Aim A -
Answer these questions using the book review below:
(i) Whose book does the book review examine?
(ii) What average world temperature does the book review give for the period from about 6000 BC until the industrial revolution?
(iii) Since about what year, according to the book review, has the world's weather been gradually destabilized?

Selected passage -
----
The Guardian 25 January, 2006

Book Review by Peter Mac

The Weather Makers

Professor Tim Flannery’s book The Weather Makers examines current and future changes in weather patterns as a result of various atmospheric, geological and planetary forces, and the activity of human beings. The book makes it clear that very determined political action is necessary if we are to cope with the crisis we now face because of those changes.

From about 6000 BC until the industrial revolution, the average world temperature was remarkably stable at around 13.7 degrees Celcius, even though a cyclical cooling of the atmosphere could have been expected. Some scientists argue that this stability occurred because urbanisation and the domestication of animals slightly increased the emission of greenhouse gases such as methane and carbon dioxide (CO2), preventing the atmosphere from cooling.

However, since about 1800 the world’s weather has been gradually destabilised by the combustion of coal and petroleum, which emit CO2.
----
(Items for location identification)

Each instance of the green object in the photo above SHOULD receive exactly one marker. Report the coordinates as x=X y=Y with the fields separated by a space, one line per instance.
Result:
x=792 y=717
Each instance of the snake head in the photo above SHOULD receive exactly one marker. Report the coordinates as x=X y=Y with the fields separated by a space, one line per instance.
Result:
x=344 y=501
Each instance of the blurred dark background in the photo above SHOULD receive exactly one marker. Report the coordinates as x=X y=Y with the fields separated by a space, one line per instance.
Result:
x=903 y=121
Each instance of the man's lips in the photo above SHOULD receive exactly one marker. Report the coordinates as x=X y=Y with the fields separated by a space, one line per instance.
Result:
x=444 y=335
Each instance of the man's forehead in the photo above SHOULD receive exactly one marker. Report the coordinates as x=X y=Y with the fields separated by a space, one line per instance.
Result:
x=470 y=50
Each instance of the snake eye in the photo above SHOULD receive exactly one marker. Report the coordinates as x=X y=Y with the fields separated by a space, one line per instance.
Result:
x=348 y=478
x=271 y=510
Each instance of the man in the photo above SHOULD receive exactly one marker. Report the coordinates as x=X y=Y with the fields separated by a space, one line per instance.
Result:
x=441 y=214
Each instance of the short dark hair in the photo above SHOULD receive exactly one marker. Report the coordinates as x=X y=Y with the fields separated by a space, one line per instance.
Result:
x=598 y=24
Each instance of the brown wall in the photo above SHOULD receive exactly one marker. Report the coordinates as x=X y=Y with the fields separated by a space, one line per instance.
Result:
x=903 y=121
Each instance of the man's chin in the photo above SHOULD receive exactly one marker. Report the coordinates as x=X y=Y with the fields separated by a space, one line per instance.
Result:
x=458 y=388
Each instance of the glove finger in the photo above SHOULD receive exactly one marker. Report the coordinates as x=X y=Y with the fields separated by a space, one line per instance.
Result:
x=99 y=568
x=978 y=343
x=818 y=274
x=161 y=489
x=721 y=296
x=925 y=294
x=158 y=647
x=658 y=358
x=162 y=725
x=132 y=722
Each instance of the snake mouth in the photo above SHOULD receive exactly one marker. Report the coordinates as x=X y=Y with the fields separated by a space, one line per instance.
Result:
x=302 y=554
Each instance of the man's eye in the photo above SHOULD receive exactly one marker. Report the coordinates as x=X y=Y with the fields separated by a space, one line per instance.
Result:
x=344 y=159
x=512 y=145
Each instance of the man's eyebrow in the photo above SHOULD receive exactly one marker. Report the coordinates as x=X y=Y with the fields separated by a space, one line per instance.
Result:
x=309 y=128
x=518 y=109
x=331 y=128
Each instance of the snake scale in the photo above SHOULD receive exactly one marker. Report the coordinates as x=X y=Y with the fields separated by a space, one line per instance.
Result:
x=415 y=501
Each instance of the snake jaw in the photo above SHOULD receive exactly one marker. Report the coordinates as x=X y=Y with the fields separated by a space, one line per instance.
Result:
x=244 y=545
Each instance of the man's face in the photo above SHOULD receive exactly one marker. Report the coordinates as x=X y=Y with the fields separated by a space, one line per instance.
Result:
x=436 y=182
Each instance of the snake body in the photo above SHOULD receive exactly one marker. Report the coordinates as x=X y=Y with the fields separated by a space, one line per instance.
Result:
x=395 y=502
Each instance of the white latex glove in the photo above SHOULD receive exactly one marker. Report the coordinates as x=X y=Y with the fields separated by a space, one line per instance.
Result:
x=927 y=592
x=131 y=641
----
Aim B - Reproduce the records from the line with "Each instance of the snake scale" up to and including the line with "x=415 y=501", requests included. Lower every coordinate in the answers by 12.

Problem solution A -
(i) Professor Tim Flannery's
(ii) Around 13.7 degrees
(iii) Since about 1800

Problem solution B -
Each instance of the snake scale in the photo above SHOULD receive exactly one marker. Report the coordinates as x=X y=Y with the fields separated by a space, one line per instance.
Result:
x=403 y=489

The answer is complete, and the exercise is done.